Extract:
===
I Hated Trust Workshops
Photo by Dimitar Belchev

I Hated Trust Workshops

Several years ago, I was driving to a two-day workshop on trust with a sense of dread and foreboding. I was loving the venue (Robert Redford’s Sundance Resort in the mountains of Utah), but was already inventing excuses for getting out of what I thought would be the inevitable trust falls, group hugs, and metaphorical singing of Kumbaya. I hate crap like that. I had been working for a year developing a process for strategy execution – I’m the “get stuff done” guy, tender feelings be damned, and the last thing I wanted to do was spend two days sitting in a “circle of trust” talking about a nice-to-have social virtue!

Have you heard about a paradigm shift? Well, I had my paradigm slapped at Sundance. Felt like my head spun completely around on my shoulders like the little girl in The Exorcist! Within a matter of a few minutes I went from seeing trust as soft, illusive, and hard to define to seeing that it is hard-edged, quantifiable, and tangible. I found a business case for trust. I worshiped at the altar of the results equation: (Strategy x Execution) = Results but had not considered a very important hidden variable in that equation. When we engage with high-trust people in high-trust culture, the speed at which we can do work is greatly increased. Time is money – I had my business case and my new equation for creating value became: Trust (Strategy x Execution) = Results. I also figured out by mid-morning the ancillary nice-to-have benefit that a high-trust work environment feels much better than a low-trust one and as rough around the edges as I am, I liked that little bonus. Quantitative AND qualitative value.

My next aha moment came when I learned that having a high-trust culture started with ME. I can’t control the behavior of others. If I want to enjoy a high-trust team, I must be a high-trust person. I need to be a team member that others can have confidence in. People gain that confidence when they see me as a person with both character and competence. I learned that trust is much more than being honest, although that is part of it. Character is made up of Integrity and Intent. Competence consists of Capabilities and Results. Each element is critical to earning the confidence of others at work, in our families, and even at play.

Three critical things really stuck out in my mind during the morning of the first day of this work session. First, that integrity requires courage; second, that misunderstood intent causes huge problems; and finally, that we must stay relevant if we want to solve the results equation.
===
Pointing dataset excerpts:
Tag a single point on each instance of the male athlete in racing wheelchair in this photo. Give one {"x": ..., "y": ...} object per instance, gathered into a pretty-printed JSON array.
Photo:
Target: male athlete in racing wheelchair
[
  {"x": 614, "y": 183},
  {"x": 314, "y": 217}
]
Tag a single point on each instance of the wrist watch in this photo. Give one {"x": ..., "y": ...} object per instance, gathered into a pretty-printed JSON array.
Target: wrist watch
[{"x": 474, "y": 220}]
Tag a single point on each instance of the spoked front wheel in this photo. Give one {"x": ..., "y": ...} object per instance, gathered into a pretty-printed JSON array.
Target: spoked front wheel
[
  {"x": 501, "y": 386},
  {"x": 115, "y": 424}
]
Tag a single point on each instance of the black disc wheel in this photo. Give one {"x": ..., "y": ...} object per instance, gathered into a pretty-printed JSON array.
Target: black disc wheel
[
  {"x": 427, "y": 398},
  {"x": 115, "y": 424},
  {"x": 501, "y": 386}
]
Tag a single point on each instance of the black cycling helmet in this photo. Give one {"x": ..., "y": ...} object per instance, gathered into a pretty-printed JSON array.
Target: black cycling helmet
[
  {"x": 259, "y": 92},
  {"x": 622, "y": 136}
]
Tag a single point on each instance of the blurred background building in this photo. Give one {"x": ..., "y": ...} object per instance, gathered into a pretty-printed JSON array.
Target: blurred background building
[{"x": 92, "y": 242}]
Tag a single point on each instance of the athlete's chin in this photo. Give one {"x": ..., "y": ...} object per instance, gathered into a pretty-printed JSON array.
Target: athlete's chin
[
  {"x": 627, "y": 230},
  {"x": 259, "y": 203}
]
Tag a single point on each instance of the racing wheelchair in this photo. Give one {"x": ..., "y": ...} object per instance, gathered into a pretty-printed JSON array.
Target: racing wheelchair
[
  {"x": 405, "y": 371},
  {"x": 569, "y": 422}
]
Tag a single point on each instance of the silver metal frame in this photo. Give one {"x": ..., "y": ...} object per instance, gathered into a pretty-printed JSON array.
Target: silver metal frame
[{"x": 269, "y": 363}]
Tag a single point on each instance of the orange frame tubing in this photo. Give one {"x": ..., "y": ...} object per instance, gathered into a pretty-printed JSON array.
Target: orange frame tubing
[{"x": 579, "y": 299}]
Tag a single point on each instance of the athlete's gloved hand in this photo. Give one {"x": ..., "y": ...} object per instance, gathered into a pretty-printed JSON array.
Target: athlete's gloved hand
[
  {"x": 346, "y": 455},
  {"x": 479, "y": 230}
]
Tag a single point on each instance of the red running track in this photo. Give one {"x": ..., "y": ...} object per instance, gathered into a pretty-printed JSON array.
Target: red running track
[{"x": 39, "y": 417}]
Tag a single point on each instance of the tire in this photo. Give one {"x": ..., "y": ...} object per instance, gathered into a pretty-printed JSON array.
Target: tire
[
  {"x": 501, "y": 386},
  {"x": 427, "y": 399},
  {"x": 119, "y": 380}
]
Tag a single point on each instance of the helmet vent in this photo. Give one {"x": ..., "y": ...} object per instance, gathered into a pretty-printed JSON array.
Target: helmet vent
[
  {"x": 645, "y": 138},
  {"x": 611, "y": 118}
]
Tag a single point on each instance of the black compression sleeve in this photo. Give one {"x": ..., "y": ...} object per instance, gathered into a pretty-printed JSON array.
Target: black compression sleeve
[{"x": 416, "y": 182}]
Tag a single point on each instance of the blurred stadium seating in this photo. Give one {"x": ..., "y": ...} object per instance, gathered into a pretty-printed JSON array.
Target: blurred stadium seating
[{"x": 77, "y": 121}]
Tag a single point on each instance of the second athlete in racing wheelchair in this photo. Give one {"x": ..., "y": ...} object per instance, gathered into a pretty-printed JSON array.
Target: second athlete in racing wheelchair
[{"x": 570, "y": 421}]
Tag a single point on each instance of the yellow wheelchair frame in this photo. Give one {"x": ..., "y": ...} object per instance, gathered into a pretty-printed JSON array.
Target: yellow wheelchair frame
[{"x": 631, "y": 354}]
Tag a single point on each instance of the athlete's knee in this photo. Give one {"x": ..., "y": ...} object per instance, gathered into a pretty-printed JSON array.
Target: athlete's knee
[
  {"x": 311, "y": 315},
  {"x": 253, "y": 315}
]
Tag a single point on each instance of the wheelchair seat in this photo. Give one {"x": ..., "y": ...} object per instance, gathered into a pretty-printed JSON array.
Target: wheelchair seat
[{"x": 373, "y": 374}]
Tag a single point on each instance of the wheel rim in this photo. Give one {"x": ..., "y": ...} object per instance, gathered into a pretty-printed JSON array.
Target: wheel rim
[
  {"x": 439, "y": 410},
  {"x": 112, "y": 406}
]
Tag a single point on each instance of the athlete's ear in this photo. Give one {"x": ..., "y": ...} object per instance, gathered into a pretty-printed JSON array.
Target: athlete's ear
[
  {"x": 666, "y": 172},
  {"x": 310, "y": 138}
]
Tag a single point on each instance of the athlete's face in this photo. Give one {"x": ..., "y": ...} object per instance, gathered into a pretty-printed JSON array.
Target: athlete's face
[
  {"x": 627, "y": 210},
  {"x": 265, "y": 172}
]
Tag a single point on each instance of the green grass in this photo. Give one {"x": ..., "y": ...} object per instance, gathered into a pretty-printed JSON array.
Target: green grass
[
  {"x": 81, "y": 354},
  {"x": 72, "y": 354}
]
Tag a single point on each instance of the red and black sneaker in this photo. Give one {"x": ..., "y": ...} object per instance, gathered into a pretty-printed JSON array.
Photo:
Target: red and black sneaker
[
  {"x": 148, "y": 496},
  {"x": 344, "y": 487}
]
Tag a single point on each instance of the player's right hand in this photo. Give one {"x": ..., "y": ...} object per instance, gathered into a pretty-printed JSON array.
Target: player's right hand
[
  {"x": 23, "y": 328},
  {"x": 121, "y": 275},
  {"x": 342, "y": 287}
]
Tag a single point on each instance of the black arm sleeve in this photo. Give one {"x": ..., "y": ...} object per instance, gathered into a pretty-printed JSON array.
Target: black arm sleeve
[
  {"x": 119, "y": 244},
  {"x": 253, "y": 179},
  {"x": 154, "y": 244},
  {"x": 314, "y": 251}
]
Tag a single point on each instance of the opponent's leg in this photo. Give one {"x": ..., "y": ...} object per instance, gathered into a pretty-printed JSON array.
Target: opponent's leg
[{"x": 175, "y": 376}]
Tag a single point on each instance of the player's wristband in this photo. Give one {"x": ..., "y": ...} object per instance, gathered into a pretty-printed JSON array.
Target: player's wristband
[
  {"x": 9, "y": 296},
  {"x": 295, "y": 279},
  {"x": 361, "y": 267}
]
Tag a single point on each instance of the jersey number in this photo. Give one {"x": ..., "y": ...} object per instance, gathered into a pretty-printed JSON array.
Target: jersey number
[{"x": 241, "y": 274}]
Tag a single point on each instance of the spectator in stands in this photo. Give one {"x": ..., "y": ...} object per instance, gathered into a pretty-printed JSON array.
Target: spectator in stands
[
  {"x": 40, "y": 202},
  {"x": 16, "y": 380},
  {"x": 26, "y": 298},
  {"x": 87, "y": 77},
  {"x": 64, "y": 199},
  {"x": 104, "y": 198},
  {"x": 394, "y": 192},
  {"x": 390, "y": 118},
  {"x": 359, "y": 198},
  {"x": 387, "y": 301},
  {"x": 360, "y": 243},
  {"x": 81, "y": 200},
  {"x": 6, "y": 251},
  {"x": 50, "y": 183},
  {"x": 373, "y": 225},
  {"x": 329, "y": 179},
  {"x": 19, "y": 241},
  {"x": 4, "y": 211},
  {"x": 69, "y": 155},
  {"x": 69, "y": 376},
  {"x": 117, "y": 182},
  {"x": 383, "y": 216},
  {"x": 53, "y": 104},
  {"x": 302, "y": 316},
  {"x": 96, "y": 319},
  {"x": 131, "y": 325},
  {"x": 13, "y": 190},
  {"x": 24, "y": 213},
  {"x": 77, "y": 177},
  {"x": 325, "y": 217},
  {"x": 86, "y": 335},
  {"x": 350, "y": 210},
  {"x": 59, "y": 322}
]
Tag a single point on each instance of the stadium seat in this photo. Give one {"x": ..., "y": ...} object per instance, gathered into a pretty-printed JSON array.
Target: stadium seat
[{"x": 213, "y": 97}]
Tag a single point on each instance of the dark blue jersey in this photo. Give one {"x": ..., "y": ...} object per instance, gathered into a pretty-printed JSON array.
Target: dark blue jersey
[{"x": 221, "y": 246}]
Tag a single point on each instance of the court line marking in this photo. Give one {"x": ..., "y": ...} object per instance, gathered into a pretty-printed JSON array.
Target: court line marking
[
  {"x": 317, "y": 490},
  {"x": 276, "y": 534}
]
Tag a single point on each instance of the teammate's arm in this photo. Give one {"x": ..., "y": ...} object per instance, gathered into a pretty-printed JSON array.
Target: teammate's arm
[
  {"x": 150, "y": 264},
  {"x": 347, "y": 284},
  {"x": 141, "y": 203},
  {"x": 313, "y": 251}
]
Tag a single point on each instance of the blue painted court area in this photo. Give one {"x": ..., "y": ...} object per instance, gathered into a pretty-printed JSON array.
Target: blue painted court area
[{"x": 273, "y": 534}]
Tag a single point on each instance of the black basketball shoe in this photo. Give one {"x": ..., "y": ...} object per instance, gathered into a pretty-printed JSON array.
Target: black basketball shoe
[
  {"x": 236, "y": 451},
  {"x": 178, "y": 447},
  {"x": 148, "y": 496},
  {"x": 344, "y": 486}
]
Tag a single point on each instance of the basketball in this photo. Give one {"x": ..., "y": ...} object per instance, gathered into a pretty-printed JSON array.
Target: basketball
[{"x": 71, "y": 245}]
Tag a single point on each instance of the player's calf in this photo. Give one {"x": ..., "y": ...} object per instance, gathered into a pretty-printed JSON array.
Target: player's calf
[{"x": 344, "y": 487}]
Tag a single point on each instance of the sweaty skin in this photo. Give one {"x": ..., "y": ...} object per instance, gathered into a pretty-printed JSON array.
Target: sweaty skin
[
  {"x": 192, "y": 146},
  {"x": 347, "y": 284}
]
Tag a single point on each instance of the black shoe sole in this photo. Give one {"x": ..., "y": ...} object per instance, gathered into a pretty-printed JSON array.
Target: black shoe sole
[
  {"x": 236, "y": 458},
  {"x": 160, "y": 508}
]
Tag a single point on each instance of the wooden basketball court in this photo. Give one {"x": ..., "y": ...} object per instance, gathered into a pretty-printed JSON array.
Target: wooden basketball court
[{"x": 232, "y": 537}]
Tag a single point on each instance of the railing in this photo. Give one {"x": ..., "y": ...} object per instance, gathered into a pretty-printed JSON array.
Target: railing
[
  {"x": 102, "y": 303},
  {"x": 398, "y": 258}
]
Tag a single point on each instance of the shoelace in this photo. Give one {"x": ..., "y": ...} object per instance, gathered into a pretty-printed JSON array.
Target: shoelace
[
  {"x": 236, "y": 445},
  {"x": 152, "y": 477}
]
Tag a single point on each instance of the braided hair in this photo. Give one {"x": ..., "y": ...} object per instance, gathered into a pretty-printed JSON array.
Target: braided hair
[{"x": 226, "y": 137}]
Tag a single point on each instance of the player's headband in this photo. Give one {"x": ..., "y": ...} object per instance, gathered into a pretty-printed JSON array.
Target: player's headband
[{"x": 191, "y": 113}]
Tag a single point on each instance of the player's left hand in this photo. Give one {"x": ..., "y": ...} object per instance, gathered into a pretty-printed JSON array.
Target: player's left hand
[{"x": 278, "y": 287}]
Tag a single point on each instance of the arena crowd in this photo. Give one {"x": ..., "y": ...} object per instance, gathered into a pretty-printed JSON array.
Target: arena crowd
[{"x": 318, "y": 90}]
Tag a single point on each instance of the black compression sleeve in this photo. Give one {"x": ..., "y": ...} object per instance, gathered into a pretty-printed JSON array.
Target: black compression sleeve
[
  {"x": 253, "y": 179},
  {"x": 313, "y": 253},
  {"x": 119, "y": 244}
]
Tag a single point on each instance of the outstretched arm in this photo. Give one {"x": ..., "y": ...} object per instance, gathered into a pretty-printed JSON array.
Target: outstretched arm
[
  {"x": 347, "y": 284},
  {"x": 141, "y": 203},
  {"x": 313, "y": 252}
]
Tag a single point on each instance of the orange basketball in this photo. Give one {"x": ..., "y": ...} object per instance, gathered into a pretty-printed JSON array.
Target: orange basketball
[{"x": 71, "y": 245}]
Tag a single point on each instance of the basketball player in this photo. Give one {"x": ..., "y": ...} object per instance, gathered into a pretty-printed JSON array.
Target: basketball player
===
To do:
- a) Reproduce the passage of the essay on trust workshops, everything from "Three critical things" down to "the results equation.".
- b) Continue the essay on trust workshops from where it stops.

Answers for this exercise:
- a)
Three critical things really stuck out in my mind during the morning of the first day of this work session. First, that integrity requires courage; second, that misunderstood intent causes huge problems; and finally, that we must stay relevant if we want to solve the results equation.

- b)
Integrity Requires Courage

I have been profoundly influenced by a FastCompany article on courage written by the now late Senator John McCain. In that article he said that you cannot display courage in the absence of fear. It made the following connection for me. If I have integrity, there is congruence between my values and my actions. However, “walking one’s talk” can be challenging when circumstances make it uncomfortable or potentially dangerous. Consider realizing you’re the only person on the team who holds an alternative perspective on strategy and you disagree with the boss who tends to shoot messengers. Consider the otherwise good people who YouTube videos show stood by and watched a person get mugged/robbed/beat up and failed to intervene. Consider the cases of Michael Cohen and Paul Manafort; on the surface, good men who, rather than doing the moral/legal/right/honorable thing, kowtowed to political pressure and forfeited their integrity by committing a number of criminal acts. Why does this happen? Because people are afraid. They are scared about what might happen when one disagrees with the boss or goes against the grain. They are worried about getting hurt. They are terrified of losing power or disappointing an authority figure.

Senator McCain told us what it takes to overcome the fear of doing the right thing when he wrote, “You get courage by loving something more than your own well-being. When you love virtue, when you love freedom, when you love other people, you find the strength to demand courage of yourself…”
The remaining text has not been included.